* **Instructions for the task**: Extract all data as written.
(Records for the task)
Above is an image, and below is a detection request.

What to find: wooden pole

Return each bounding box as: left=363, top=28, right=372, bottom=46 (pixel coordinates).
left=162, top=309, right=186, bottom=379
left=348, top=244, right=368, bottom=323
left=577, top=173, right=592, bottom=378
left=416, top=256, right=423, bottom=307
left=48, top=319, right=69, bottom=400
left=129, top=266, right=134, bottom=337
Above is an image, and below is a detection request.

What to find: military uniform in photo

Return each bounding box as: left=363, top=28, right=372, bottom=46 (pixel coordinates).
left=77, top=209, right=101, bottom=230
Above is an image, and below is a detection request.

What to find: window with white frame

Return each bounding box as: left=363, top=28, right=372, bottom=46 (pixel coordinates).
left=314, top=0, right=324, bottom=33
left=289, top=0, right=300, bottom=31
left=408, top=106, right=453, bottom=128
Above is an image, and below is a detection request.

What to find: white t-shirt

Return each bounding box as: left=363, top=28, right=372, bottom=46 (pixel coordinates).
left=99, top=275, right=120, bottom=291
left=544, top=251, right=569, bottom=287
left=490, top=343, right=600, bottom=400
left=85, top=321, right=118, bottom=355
(End Records for the task)
* **Your response**:
Above is an image, and below is a detection request.

What to find: wooden pole

Return each bounding box as: left=363, top=28, right=372, bottom=46 (pixel coordinates).
left=162, top=309, right=186, bottom=379
left=348, top=244, right=368, bottom=323
left=577, top=173, right=592, bottom=378
left=416, top=256, right=423, bottom=307
left=48, top=319, right=69, bottom=400
left=129, top=266, right=134, bottom=337
Above is an image, and below is a detection request.

What to find: military uniform in photo

Return each bounding box as: left=363, top=28, right=372, bottom=46 (pixel coordinates).
left=77, top=209, right=101, bottom=230
Above is an image, and below is a detection request.

What to find: window with white frame

Return each bounding box as: left=363, top=28, right=372, bottom=46 (pixel coordinates).
left=314, top=0, right=324, bottom=33
left=289, top=0, right=300, bottom=31
left=408, top=106, right=453, bottom=128
Above is an image, and below is a detection request.

What to find: white t-shirt

Return each bounding box as: left=363, top=28, right=372, bottom=46 (pixel coordinates).
left=99, top=275, right=120, bottom=291
left=544, top=251, right=569, bottom=287
left=490, top=343, right=600, bottom=400
left=85, top=321, right=118, bottom=355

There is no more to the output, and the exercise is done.